Dataset records:
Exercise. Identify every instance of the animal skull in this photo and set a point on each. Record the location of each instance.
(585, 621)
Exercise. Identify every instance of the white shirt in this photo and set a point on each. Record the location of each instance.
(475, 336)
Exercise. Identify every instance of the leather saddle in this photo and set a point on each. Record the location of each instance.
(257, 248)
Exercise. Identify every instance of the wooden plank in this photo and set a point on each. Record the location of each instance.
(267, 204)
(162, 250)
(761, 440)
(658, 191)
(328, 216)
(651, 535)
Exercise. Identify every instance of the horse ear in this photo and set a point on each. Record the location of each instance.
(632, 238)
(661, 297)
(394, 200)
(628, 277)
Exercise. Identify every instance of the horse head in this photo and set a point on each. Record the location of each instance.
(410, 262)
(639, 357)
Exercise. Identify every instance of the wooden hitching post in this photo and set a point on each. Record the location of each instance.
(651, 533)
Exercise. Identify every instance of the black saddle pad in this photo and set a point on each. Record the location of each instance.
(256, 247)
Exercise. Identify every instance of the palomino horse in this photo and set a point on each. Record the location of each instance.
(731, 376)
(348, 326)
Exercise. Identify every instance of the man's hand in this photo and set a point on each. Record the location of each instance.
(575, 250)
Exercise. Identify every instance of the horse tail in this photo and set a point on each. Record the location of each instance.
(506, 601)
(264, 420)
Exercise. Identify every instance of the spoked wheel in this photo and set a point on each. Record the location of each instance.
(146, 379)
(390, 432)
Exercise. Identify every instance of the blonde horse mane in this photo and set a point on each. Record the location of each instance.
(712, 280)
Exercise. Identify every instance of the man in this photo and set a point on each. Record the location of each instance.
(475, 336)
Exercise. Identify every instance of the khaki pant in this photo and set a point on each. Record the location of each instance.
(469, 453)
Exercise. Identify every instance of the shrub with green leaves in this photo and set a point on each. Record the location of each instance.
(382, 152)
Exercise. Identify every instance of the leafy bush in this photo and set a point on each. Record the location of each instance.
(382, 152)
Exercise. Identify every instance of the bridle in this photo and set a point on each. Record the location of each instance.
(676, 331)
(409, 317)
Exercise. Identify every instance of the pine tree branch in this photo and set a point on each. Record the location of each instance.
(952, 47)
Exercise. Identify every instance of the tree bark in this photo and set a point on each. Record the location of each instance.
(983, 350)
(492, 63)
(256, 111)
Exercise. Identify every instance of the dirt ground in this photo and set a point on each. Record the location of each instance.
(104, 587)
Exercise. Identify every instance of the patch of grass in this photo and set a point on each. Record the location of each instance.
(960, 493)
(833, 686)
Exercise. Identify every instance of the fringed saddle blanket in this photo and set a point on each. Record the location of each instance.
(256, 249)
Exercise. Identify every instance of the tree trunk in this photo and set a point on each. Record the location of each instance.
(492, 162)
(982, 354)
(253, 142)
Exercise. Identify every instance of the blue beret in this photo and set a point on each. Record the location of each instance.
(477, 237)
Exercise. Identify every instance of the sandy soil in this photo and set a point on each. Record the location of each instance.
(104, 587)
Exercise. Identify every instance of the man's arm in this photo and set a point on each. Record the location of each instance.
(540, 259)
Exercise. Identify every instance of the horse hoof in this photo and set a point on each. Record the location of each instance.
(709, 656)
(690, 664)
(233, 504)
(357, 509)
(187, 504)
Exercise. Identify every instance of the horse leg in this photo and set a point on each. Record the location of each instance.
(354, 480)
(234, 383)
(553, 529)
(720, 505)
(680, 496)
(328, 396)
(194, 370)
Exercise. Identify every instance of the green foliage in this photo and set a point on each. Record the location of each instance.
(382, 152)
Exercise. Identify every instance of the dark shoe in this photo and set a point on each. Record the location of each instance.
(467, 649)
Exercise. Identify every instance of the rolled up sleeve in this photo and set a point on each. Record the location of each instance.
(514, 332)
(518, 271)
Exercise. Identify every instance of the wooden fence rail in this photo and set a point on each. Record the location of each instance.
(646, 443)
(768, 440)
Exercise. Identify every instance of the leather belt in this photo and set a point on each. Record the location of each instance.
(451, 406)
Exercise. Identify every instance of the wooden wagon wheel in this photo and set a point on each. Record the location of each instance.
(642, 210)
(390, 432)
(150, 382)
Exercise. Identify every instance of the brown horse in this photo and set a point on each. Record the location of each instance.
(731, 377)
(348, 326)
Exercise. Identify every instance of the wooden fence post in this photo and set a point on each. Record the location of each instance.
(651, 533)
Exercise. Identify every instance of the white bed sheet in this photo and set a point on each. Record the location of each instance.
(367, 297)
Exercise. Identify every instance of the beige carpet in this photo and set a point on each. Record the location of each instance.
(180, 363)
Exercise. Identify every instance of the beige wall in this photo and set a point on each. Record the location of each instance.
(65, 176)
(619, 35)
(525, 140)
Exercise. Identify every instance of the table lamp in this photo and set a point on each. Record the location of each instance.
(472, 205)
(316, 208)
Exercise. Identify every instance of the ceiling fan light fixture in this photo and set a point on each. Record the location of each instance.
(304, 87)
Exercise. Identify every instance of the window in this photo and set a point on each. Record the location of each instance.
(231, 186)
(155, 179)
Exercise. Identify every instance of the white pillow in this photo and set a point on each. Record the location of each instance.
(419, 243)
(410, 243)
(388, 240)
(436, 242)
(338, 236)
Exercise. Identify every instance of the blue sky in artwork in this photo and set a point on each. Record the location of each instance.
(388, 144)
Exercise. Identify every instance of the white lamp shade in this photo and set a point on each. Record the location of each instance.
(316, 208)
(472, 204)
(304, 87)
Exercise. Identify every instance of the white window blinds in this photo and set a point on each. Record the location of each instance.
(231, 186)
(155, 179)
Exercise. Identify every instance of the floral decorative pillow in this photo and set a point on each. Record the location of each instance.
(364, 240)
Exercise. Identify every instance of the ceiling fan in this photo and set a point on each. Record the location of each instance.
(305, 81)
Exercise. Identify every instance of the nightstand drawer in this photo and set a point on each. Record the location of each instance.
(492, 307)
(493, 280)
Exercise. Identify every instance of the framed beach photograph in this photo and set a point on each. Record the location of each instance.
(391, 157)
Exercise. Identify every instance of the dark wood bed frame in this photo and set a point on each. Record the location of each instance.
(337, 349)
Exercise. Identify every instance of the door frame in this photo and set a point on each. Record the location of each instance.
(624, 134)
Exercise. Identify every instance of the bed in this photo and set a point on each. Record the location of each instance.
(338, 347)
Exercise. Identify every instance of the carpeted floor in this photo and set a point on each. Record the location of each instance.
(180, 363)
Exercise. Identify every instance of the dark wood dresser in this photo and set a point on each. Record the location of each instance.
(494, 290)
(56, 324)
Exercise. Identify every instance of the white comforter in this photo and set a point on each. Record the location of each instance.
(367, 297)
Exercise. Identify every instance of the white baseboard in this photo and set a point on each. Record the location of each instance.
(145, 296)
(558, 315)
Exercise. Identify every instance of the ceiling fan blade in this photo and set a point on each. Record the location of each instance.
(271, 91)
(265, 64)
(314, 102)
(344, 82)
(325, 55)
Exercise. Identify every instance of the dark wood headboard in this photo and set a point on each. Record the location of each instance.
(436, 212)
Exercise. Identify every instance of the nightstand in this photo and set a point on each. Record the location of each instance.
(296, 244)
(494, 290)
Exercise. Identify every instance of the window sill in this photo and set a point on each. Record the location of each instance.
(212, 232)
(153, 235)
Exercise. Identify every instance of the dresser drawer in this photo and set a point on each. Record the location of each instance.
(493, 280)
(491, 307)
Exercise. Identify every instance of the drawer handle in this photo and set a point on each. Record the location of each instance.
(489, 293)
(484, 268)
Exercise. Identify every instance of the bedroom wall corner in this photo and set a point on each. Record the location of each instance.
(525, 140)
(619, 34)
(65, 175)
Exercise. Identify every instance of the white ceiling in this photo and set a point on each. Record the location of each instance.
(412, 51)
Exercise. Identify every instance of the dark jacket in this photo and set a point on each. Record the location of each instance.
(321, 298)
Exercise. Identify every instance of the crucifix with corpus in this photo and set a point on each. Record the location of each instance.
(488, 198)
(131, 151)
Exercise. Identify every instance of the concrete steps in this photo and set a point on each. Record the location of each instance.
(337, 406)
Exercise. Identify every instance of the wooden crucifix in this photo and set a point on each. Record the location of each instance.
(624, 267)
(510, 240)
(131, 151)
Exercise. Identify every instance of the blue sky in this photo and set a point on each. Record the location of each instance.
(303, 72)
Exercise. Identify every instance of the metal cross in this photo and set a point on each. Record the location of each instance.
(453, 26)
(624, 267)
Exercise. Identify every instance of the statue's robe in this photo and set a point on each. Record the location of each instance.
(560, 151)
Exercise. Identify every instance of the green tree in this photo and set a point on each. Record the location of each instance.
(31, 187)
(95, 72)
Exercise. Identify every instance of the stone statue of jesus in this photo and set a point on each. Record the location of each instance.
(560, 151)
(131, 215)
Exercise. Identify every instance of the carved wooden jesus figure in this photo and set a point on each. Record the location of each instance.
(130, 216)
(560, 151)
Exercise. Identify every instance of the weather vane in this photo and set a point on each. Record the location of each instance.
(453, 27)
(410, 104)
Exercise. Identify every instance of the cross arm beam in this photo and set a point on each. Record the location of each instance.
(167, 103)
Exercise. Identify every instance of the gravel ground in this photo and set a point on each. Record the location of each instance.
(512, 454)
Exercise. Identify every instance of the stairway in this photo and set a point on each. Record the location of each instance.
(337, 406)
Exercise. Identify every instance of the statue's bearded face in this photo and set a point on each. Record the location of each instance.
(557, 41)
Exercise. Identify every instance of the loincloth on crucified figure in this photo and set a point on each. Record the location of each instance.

Written problem:
Give again only the lines starting at the one that contains "Exercise. Identify every instance of the crucifix" and running to the end of the data.

Solution to this exercise:
Exercise. Identify every instance of the crucifix with corpus in this photo and set a point on each. Record the location of each instance.
(488, 198)
(131, 151)
Exercise. Identify every instance of the concrete steps in this photo and set a point on each. Record the location of each instance.
(337, 406)
Exercise. Identify every instance of the wooden crucifix in this photo and set a point on each. Record the location of each instance.
(624, 267)
(510, 240)
(131, 151)
Exercise. Identify every instance of the blue sky in this photo and set a point on each. Record the location of each instance.
(303, 72)
Exercise. Identify every instance of the metal cross in this photo and set a point on each. Record the location of each instance.
(453, 26)
(624, 267)
Exercise. Identify every instance of the statue's robe in this photo and set a point on each. Record the location of each instance.
(560, 151)
Exercise. Identify every instance of the green tree in this photo and set a point on each. Record the location of each instance.
(31, 187)
(95, 72)
Exercise. Identify every instance of the stone statue of jesus in this photo and set a point on each. Record the location of each instance.
(560, 151)
(131, 215)
Exercise. Identify every instance of the carved wooden jesus figure in this photo and set a point on each. Record the location of each instance.
(130, 216)
(560, 151)
Exercise. Identify every instance of the weather vane in this photo and set a point on each. Record the location of each instance.
(453, 27)
(410, 104)
Exercise. Identify every instance of the cross arm beam in this photo and set a point on each. Record the location of each instance.
(167, 103)
Exercise. Identify every instance of the gravel ground in this photo and set a point on each. Record the location of each instance.
(512, 454)
Exercise. Identify every instance of the stairway in this photo and set a point on each. Record the location of each instance.
(337, 406)
Exercise. Identify every instance of the statue's bearded face in this photo and set a point on each. Record the location of each instance.
(557, 41)
Exercise. Identify every instance of the loincloth on crucified figure in this photo and set a point on each. Record the location of each instance.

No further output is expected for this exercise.